Copy the entries word for word, starting at the line with "One keypoint belongs to every instance. Tag the pedestrian" and going to the end, including both of those lines. Leave the pictures out of your copy.

Object point labels

=====

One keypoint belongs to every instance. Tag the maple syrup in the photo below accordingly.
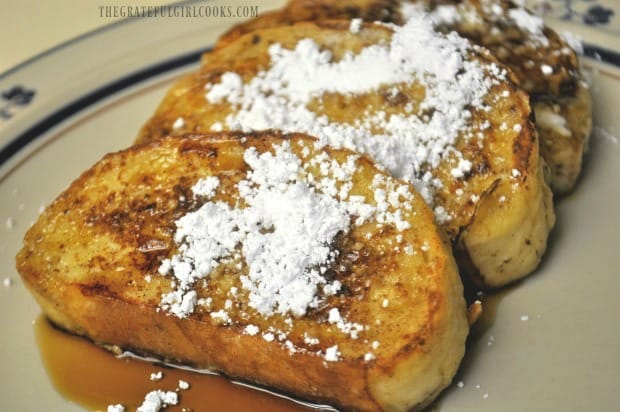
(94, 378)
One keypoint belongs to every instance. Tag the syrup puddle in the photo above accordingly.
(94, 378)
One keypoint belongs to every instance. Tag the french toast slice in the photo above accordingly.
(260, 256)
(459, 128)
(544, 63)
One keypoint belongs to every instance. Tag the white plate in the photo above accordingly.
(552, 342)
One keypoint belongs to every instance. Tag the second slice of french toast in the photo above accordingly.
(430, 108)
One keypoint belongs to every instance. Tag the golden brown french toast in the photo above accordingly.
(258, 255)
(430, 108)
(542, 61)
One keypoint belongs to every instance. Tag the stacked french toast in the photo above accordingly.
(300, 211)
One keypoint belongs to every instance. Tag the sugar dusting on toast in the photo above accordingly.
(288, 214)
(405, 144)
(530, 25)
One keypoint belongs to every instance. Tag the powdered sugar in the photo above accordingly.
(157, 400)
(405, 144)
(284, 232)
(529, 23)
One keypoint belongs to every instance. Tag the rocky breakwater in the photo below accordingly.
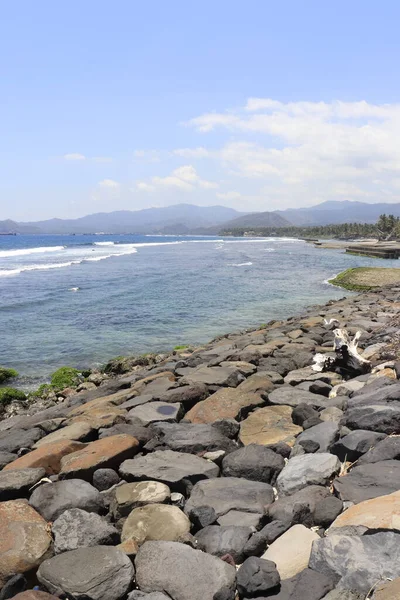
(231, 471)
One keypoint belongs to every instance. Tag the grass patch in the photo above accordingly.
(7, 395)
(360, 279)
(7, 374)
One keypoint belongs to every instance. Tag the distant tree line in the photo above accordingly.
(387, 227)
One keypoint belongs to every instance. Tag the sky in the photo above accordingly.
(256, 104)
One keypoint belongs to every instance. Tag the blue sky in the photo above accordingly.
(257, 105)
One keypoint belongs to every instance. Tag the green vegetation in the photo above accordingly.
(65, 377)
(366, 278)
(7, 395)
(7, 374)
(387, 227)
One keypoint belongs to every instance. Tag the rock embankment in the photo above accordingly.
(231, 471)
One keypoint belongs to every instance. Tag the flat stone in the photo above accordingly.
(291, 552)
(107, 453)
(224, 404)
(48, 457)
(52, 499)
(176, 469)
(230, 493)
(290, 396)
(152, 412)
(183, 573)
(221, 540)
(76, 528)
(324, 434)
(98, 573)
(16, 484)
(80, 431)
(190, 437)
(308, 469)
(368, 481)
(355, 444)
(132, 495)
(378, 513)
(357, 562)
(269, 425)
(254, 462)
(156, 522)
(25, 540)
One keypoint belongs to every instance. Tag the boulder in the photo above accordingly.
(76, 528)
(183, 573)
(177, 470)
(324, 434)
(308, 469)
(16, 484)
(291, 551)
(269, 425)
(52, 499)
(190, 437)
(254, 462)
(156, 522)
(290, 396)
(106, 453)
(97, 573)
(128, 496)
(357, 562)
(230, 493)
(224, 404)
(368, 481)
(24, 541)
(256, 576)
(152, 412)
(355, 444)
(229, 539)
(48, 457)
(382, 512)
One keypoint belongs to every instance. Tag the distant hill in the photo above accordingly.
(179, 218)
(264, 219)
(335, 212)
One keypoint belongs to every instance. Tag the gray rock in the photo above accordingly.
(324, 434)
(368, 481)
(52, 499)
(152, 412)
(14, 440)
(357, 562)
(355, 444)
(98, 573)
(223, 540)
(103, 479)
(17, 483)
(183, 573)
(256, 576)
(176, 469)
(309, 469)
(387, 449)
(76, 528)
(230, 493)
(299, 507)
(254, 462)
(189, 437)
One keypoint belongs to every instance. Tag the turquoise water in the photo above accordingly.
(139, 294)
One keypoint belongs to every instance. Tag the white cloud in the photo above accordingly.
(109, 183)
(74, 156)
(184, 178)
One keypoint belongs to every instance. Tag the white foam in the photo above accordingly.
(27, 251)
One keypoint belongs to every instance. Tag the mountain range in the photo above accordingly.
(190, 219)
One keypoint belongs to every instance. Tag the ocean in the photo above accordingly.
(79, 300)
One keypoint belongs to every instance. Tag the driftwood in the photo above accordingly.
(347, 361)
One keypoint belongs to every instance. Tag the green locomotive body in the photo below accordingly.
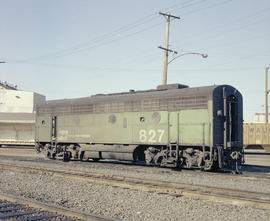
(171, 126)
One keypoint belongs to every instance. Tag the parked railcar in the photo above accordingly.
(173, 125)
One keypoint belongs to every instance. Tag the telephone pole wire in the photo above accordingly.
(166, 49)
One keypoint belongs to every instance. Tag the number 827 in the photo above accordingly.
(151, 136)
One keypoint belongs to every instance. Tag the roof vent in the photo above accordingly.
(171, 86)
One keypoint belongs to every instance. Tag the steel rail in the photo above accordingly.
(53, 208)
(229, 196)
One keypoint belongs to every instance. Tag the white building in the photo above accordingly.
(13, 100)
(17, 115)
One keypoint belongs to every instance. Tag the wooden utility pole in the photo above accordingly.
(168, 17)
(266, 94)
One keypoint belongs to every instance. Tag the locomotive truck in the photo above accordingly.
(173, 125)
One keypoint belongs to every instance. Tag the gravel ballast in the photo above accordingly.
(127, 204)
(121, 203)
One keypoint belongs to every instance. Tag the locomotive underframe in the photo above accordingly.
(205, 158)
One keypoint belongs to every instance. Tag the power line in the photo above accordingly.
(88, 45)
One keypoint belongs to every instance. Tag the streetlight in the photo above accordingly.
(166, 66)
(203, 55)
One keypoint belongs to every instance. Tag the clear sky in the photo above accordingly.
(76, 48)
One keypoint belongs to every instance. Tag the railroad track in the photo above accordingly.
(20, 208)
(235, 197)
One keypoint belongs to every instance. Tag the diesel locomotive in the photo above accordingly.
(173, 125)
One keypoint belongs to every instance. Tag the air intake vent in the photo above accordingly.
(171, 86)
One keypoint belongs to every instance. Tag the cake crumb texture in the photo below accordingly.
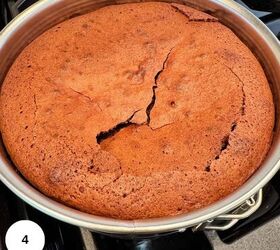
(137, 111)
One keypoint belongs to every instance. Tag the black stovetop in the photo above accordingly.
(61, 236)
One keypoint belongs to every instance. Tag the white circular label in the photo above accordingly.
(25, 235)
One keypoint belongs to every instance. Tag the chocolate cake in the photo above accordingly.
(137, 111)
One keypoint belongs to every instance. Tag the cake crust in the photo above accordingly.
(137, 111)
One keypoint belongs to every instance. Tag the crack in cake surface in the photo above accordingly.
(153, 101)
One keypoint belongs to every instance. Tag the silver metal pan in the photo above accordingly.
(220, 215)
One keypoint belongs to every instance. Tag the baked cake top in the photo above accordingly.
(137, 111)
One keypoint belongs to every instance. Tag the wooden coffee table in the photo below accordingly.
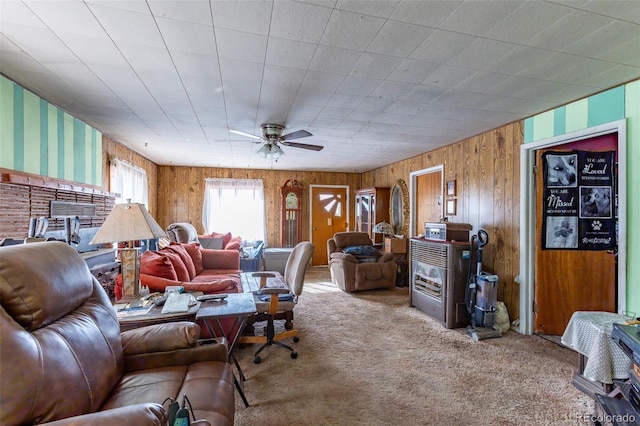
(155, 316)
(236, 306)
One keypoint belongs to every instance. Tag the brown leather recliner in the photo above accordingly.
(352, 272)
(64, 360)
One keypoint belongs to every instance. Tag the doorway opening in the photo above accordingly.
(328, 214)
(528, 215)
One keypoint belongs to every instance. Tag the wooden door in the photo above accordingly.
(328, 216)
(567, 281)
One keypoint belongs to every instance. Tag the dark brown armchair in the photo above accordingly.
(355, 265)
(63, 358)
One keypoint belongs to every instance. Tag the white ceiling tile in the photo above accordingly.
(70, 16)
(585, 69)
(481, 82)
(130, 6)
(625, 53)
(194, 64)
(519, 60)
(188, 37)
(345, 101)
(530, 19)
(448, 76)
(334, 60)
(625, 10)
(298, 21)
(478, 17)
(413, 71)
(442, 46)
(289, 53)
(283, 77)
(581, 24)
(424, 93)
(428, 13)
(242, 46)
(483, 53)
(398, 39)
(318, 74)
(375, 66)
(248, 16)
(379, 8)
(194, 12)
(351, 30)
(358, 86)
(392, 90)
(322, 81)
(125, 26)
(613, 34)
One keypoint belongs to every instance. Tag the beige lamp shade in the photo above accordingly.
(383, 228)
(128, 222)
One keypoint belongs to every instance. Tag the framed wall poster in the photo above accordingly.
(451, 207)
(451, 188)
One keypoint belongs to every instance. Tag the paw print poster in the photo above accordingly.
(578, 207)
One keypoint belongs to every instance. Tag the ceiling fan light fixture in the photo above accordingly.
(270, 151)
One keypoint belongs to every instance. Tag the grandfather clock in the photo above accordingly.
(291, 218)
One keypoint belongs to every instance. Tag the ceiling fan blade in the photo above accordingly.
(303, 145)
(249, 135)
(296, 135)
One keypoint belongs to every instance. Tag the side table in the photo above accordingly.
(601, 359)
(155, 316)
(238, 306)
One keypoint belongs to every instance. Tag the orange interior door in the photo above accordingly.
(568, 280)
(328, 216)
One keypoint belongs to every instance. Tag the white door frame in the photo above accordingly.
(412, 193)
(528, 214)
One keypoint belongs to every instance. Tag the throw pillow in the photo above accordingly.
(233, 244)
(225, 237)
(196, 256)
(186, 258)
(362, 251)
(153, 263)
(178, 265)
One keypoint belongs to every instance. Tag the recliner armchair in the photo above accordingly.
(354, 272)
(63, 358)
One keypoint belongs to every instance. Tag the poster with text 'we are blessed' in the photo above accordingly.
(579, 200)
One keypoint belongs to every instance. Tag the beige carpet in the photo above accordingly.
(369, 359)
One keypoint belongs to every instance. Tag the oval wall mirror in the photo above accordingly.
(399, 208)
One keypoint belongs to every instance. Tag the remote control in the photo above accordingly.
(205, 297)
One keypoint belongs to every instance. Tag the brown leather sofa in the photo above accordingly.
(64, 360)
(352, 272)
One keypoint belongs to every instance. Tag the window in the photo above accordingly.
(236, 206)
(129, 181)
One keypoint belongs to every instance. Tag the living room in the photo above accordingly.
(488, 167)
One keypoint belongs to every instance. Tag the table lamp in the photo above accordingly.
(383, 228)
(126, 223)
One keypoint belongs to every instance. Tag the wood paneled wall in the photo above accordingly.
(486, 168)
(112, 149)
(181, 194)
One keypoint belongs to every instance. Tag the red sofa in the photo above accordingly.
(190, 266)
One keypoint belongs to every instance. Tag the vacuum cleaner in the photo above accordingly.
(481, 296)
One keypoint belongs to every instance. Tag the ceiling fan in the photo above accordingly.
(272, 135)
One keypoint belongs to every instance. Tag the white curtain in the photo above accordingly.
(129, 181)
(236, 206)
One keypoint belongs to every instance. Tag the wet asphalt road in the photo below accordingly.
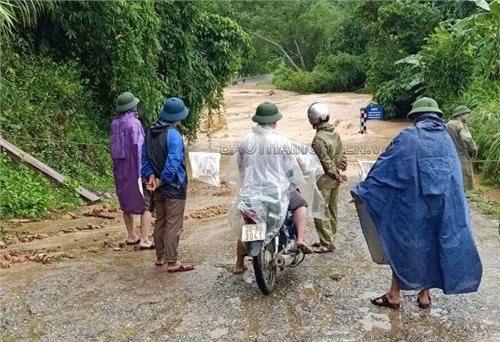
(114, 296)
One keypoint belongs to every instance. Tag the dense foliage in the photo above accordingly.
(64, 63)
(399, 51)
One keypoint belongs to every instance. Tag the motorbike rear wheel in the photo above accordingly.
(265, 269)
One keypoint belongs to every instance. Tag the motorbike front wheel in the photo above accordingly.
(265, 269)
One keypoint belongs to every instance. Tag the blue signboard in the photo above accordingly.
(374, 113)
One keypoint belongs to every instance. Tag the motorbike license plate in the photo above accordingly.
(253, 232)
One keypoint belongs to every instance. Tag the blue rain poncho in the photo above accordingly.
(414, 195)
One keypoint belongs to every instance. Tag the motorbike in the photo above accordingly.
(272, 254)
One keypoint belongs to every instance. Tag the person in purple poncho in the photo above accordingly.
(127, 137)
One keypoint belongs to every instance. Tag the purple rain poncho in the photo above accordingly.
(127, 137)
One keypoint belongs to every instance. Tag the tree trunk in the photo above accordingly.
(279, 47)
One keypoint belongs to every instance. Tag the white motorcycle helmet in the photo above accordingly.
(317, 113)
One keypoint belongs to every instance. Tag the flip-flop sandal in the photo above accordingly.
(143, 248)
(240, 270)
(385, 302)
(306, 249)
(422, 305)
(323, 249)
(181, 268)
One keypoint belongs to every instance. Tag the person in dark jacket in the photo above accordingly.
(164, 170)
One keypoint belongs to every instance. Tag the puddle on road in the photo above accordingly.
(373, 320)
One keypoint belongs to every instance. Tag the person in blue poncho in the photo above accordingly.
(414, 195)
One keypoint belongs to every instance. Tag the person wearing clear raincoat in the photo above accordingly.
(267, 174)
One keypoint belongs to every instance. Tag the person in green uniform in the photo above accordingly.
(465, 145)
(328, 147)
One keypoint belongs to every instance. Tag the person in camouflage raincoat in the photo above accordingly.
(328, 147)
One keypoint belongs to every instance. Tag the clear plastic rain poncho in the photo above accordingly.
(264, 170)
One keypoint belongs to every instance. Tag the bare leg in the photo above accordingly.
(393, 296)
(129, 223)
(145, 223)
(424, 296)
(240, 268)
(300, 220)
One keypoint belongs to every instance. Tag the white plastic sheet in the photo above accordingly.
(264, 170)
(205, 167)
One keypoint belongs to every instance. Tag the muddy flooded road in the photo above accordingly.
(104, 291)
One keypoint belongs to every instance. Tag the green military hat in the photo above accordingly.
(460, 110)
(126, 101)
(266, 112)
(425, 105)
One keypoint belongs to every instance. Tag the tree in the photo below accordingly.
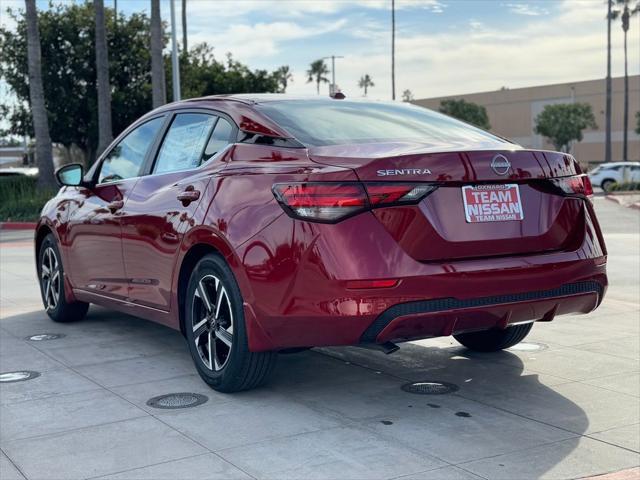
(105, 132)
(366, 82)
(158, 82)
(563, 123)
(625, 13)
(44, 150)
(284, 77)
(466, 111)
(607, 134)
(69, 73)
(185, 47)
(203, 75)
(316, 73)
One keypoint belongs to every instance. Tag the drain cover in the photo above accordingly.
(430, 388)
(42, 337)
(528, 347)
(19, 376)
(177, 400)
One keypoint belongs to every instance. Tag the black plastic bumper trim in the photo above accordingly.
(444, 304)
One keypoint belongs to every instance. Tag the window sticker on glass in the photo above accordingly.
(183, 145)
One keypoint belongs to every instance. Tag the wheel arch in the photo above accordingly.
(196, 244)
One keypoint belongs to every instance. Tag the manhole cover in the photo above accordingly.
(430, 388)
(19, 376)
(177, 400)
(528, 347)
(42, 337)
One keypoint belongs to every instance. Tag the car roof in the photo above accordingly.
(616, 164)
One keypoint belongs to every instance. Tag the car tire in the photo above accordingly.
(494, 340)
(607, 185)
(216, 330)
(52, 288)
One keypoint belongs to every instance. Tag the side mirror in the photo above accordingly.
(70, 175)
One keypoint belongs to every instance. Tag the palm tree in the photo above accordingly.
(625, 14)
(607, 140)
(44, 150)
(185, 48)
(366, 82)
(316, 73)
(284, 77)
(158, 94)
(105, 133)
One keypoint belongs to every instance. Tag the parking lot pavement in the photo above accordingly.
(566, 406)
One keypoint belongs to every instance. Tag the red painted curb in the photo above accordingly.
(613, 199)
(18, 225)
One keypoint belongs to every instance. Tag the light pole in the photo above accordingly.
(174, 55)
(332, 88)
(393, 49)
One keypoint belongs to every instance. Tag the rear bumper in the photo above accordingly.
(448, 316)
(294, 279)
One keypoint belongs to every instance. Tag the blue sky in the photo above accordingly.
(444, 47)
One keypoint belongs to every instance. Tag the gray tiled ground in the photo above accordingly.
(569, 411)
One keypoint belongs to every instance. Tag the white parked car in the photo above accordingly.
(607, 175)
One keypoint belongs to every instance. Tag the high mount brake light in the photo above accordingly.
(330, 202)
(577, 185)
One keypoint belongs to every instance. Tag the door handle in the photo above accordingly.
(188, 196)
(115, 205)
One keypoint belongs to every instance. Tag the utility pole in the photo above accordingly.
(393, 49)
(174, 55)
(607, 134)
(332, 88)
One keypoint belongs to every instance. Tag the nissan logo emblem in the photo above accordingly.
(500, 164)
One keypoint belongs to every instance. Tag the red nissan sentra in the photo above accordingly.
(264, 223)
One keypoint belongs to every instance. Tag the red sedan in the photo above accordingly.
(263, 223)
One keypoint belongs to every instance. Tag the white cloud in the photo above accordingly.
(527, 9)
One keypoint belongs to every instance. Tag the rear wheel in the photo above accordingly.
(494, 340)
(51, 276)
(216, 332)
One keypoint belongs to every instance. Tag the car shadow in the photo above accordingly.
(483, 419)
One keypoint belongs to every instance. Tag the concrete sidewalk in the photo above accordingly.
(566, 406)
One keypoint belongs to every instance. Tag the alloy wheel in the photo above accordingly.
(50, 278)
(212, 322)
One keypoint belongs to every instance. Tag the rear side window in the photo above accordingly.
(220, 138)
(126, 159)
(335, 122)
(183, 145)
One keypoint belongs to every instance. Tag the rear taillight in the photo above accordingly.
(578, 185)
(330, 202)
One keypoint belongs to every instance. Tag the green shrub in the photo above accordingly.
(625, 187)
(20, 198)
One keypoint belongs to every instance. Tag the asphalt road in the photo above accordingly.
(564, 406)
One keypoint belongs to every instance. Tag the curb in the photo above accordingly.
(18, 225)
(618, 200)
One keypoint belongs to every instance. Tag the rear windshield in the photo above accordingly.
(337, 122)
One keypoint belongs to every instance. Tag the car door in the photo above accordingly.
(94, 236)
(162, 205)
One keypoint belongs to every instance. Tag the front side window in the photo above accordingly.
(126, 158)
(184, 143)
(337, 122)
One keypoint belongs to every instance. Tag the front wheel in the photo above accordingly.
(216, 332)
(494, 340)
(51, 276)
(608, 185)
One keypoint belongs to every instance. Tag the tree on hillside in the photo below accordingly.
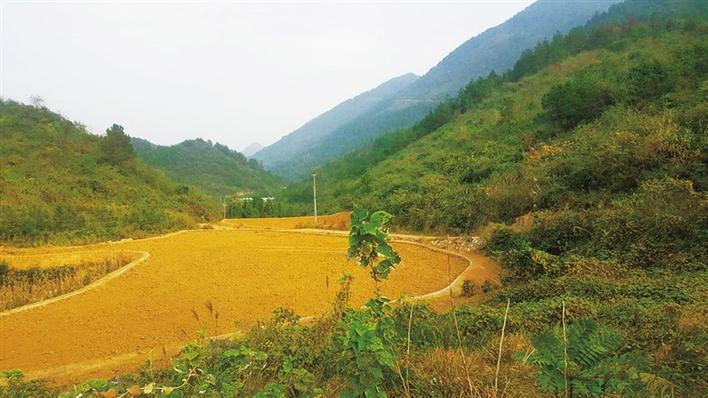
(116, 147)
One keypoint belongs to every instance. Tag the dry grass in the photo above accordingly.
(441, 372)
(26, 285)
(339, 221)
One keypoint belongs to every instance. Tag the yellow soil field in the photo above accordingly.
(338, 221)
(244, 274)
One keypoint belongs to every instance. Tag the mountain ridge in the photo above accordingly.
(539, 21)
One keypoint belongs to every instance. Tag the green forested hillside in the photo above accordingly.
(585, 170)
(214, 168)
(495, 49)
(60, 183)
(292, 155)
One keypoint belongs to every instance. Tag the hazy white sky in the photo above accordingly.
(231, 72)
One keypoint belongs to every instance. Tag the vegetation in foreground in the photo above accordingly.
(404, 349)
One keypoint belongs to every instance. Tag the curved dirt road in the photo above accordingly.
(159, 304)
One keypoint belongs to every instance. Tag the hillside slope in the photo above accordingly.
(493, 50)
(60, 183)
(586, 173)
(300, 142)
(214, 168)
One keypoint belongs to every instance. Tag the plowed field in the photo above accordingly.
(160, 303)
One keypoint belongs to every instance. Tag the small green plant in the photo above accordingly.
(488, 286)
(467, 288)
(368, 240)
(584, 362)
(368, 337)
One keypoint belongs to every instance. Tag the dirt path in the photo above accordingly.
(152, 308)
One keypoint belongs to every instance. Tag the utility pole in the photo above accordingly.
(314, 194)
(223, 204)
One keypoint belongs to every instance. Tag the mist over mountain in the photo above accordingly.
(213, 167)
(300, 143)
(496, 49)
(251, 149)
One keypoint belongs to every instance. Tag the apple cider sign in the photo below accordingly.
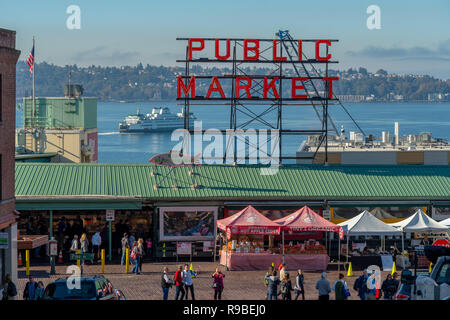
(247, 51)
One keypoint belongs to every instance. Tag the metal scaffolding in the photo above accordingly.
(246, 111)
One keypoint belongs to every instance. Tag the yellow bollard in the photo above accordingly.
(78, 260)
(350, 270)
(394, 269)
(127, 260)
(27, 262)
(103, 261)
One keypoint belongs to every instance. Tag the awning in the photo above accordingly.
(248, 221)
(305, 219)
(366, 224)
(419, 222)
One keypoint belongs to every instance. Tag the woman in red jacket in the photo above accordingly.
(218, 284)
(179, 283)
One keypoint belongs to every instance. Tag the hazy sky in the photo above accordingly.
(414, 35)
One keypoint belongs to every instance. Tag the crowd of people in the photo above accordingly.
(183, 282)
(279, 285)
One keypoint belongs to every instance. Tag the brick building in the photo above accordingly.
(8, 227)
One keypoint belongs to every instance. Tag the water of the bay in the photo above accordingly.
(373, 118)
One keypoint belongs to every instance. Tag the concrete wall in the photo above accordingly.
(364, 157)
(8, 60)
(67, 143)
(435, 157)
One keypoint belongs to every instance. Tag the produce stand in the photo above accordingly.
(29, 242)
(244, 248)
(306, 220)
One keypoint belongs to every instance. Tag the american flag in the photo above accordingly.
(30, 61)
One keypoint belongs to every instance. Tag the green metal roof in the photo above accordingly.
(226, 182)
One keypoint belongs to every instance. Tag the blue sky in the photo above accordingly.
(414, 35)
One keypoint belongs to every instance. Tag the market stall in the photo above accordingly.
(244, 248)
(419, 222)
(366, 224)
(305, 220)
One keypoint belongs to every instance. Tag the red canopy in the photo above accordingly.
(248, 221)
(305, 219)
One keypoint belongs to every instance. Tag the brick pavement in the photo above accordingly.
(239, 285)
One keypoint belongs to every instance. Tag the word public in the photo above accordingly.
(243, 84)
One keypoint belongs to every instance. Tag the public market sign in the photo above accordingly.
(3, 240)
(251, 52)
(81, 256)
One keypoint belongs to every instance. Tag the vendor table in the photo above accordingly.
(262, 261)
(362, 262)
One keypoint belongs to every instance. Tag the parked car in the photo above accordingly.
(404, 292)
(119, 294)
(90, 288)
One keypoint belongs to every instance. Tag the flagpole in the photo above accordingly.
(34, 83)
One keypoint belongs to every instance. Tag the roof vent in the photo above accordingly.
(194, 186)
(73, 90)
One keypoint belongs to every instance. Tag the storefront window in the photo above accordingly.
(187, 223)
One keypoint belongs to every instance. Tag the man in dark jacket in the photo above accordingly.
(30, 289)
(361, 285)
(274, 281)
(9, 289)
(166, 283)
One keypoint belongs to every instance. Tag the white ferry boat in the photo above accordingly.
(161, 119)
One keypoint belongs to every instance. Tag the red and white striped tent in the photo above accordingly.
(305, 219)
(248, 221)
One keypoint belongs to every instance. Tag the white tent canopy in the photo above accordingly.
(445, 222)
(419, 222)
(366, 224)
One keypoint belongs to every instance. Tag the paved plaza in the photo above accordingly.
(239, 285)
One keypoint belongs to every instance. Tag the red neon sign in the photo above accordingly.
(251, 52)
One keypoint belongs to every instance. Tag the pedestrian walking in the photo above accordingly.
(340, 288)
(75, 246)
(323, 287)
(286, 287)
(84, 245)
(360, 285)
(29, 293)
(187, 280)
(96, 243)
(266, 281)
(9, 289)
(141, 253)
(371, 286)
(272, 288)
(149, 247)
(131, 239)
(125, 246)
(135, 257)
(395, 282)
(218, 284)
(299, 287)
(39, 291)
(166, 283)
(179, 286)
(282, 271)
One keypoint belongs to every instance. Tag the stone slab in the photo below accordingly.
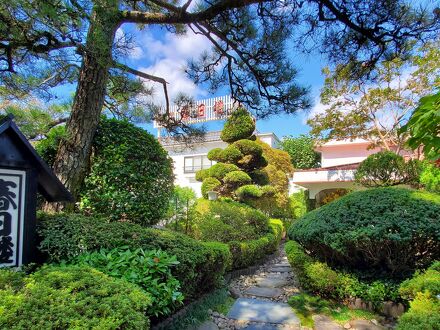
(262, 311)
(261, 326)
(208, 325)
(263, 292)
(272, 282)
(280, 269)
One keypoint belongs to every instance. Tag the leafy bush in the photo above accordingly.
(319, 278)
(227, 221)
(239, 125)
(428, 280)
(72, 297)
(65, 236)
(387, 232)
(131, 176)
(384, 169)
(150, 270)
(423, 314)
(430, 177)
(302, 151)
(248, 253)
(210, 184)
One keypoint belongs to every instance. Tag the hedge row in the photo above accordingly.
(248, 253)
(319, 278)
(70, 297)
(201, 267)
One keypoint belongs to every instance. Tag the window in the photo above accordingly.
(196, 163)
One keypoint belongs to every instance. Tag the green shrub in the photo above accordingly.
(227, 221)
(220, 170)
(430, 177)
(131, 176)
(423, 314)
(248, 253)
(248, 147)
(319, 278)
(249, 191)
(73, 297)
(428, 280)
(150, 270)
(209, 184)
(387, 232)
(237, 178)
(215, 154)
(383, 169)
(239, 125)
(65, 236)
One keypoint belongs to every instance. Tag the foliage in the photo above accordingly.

=====

◆ FULL ANSWER:
One keypoint belongs to every instance. Tag the pedestrian walking in the photo above accordingly.
(340, 288)
(75, 246)
(323, 287)
(286, 287)
(84, 245)
(360, 285)
(29, 293)
(187, 280)
(96, 243)
(266, 281)
(9, 289)
(141, 253)
(371, 286)
(272, 288)
(149, 247)
(131, 239)
(125, 246)
(135, 257)
(395, 282)
(218, 284)
(299, 287)
(39, 291)
(166, 283)
(179, 286)
(282, 271)
One keypoint belongs to every instance. Tag the stone slab in the photo below accordingly.
(262, 311)
(261, 326)
(208, 325)
(263, 292)
(272, 282)
(280, 269)
One keypoint belongs to every instance. Tag the leafy bush in the photo above accordingly.
(319, 278)
(227, 221)
(239, 125)
(428, 280)
(72, 297)
(65, 236)
(387, 232)
(131, 176)
(384, 169)
(150, 270)
(423, 314)
(430, 177)
(302, 151)
(248, 253)
(210, 184)
One keypoint belongs to every instance. Tag the hedge row in the photo above accordingly.
(248, 253)
(319, 278)
(70, 297)
(201, 267)
One keypoint belongs to every instance. Tag the window in the photo above accordingly.
(196, 163)
One keypoint belongs to every instance. Tag the green shrub in the photo above accordingly.
(227, 221)
(220, 170)
(430, 177)
(131, 176)
(423, 314)
(248, 253)
(248, 147)
(319, 278)
(249, 191)
(73, 297)
(428, 280)
(150, 270)
(209, 184)
(387, 232)
(237, 178)
(215, 154)
(383, 169)
(239, 125)
(65, 236)
One keypoint belongs to every instance. Tag the foliage in the photo above accordingly.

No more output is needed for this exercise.